Exercise prompt :: Copy the material below, changing every "one element per line" to "one element on each line" and keeping everything else the same.

[Segmentation dataset records]
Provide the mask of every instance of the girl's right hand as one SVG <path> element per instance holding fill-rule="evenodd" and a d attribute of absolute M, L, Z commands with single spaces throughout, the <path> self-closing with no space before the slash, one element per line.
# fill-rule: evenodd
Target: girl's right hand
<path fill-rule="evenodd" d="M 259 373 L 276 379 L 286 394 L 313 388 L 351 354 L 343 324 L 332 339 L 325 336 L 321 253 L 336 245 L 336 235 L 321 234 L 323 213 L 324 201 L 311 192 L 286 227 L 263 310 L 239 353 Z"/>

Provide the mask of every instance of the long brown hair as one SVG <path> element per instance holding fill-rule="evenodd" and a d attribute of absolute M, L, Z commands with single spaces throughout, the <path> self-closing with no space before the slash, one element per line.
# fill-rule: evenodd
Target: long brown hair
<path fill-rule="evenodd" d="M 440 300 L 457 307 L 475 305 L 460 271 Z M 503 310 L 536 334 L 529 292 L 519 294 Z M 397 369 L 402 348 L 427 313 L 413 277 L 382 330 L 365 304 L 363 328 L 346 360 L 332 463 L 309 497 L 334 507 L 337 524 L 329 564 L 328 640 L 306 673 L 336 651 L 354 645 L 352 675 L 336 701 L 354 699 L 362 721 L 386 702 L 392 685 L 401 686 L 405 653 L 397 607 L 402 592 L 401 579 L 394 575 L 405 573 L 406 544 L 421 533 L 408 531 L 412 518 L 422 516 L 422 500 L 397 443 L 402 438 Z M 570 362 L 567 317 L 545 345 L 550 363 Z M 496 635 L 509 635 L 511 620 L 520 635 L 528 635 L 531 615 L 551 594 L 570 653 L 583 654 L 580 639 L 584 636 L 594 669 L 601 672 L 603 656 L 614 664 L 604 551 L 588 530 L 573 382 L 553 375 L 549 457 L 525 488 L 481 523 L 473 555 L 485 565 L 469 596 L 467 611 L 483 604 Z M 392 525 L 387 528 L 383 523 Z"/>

Task response ::
Provide the mask of every instance of the girl's right hand as one SVG <path> element per instance holding fill-rule="evenodd" and a d attribute of absolute M, L, Z commands with single spaces throughout, the <path> self-closing with no space before the slash, one element on each line.
# fill-rule: evenodd
Target: girl's right hand
<path fill-rule="evenodd" d="M 259 373 L 276 379 L 286 394 L 313 388 L 351 354 L 343 324 L 332 339 L 325 336 L 321 253 L 336 245 L 336 235 L 321 234 L 323 213 L 324 201 L 311 192 L 286 227 L 263 310 L 239 353 Z"/>

Provide the mask of every instance of the long brown hair as one SVG <path> element per instance holding fill-rule="evenodd" and a d attribute of absolute M, L, Z commands with single spaces throughout, the <path> self-closing with no space before the slash, one element on each line.
# fill-rule: evenodd
Target: long brown hair
<path fill-rule="evenodd" d="M 440 300 L 457 307 L 475 305 L 460 271 Z M 503 310 L 536 334 L 529 292 L 519 294 Z M 397 369 L 402 348 L 427 313 L 413 277 L 382 330 L 365 304 L 363 328 L 346 360 L 332 463 L 309 497 L 334 507 L 337 524 L 329 564 L 328 640 L 306 673 L 336 651 L 354 645 L 352 675 L 336 701 L 354 699 L 362 721 L 386 702 L 392 685 L 401 686 L 405 653 L 397 607 L 402 592 L 401 579 L 394 575 L 405 573 L 406 544 L 421 533 L 408 531 L 412 518 L 422 516 L 422 500 L 397 443 L 402 438 Z M 570 362 L 567 317 L 545 345 L 550 363 Z M 496 635 L 509 635 L 511 620 L 520 635 L 528 635 L 531 615 L 551 594 L 570 653 L 583 654 L 580 639 L 584 636 L 594 669 L 601 672 L 603 656 L 614 664 L 604 551 L 588 530 L 573 382 L 553 375 L 549 457 L 525 488 L 481 523 L 473 555 L 485 565 L 469 596 L 467 611 L 483 604 Z M 392 525 L 387 528 L 383 523 Z"/>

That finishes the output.